* **EXCERPTED TEXT**
------------------------------

Opinion
533346
07-14-2022
Hodgson Russ LLP, Buffalo (Timothy P. Noonan of counsel), for petitioner. Letitia James, Attorney General, Albany (Owen Demuth of counsel), for Commissioner of Taxation and Finance, respondent.
Hodgson Russ LLP, Buffalo (Timothy P. Noonan of counsel), for petitioner.
Letitia James, Attorney General, Albany (Owen Demuth of counsel), for Commissioner of Taxation and Finance, respondent.
Before: Garry, P.J., Egan Jr., Lynch, Reynolds Fitzgerald and McShan, JJ.
MEMORANDUM AND JUDGMENT
Egan Jr., J. Proceeding pursuant to CPLR article 78 (initiated in this Court pursuant to Tax Law § 2016 ) to review a determination of respondent Tax Appeals Tribunal sustaining sales and use tax assessments imposed under Tax Law articles 28 and 29.

------------------------------

* **RECORDED DATA**
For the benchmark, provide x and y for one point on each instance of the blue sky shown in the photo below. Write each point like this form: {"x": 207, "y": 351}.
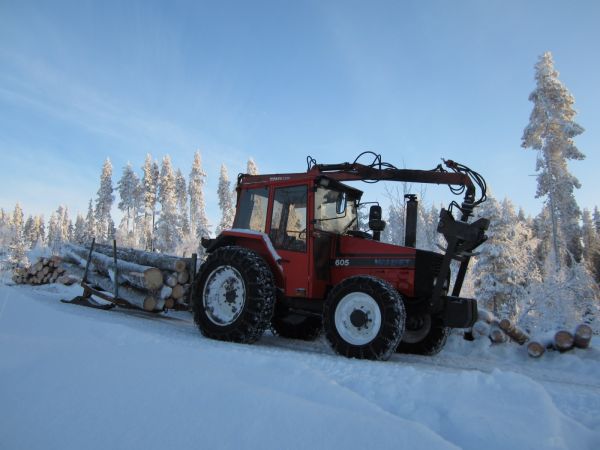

------------------------------

* **SHORT PROBLEM**
Go on with the court opinion on the sales and use tax assessments, picking up right after its last sentence.

* **OUTPUT FOR THIS EXERCISE**
Petitioner is a New York corporation that performs general contracting and concrete placement work for construction projects, including the building of concrete foundations and the installation of concrete sidewalks, driveways and walkways. In December 2016 and February 2017, petitioner filed applications for a refund of sales and use tax it had paid to its concrete suppliers between 2013 and 2016, arguing that it had purchased a nontaxable service, the installation of capital improvements to real property, rather than a taxable delivery of concrete. The applications were denied and, following a hearing, an Administrative Law Judge upheld the denials. Respondent Tax Appeals Tribunal affirmed, prompting petitioner to commence this CPLR article 78 proceeding.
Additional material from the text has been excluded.